◆ WHAT TO WORK ON ◆
Select every line in the records that contains the word "tree", and copy each one out.

(Collected data)

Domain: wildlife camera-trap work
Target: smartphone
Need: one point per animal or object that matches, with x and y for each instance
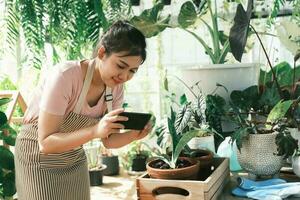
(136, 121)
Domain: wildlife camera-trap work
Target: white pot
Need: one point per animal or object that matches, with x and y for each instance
==
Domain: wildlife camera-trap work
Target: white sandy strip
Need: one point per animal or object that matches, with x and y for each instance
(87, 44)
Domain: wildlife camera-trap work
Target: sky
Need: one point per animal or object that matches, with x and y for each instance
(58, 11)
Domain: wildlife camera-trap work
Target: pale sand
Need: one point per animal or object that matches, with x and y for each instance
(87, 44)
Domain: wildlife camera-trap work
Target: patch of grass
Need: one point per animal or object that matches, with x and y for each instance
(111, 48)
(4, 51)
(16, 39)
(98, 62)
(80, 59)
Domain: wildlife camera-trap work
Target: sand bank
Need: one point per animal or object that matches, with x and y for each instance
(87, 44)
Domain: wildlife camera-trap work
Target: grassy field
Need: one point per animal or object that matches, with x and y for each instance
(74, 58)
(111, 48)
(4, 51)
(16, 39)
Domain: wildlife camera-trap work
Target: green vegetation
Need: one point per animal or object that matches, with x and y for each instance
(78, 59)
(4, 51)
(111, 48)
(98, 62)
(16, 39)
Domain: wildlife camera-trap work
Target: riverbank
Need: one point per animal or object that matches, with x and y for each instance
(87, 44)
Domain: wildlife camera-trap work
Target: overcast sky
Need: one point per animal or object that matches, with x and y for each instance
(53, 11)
...
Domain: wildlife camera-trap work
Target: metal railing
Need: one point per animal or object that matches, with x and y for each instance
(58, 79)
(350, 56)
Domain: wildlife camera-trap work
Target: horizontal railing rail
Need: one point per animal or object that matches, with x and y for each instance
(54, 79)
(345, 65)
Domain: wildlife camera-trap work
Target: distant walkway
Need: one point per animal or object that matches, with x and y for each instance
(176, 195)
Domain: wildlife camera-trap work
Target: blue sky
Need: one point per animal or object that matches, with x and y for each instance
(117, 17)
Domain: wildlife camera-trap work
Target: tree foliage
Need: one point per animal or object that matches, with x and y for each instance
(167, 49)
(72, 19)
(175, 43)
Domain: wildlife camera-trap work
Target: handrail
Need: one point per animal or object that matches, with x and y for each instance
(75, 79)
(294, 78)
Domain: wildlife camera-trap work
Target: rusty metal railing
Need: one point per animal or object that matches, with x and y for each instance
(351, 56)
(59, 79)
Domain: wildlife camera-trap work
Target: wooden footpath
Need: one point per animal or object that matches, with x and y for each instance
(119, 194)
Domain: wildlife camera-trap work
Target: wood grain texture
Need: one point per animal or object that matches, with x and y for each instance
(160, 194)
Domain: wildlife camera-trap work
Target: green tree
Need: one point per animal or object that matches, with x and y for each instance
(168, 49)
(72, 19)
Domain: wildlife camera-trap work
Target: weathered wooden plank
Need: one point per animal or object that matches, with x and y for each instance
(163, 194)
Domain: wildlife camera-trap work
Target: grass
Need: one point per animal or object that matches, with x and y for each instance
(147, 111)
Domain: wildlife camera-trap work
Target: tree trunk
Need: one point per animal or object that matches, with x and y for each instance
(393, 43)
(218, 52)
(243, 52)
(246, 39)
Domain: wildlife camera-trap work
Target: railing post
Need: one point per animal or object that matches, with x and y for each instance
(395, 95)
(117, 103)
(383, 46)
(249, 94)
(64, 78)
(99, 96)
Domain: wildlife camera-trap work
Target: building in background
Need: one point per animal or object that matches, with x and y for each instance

◆ IN RESPONSE ◆
Target: tree foliage
Target: green tree
Target: tree trunk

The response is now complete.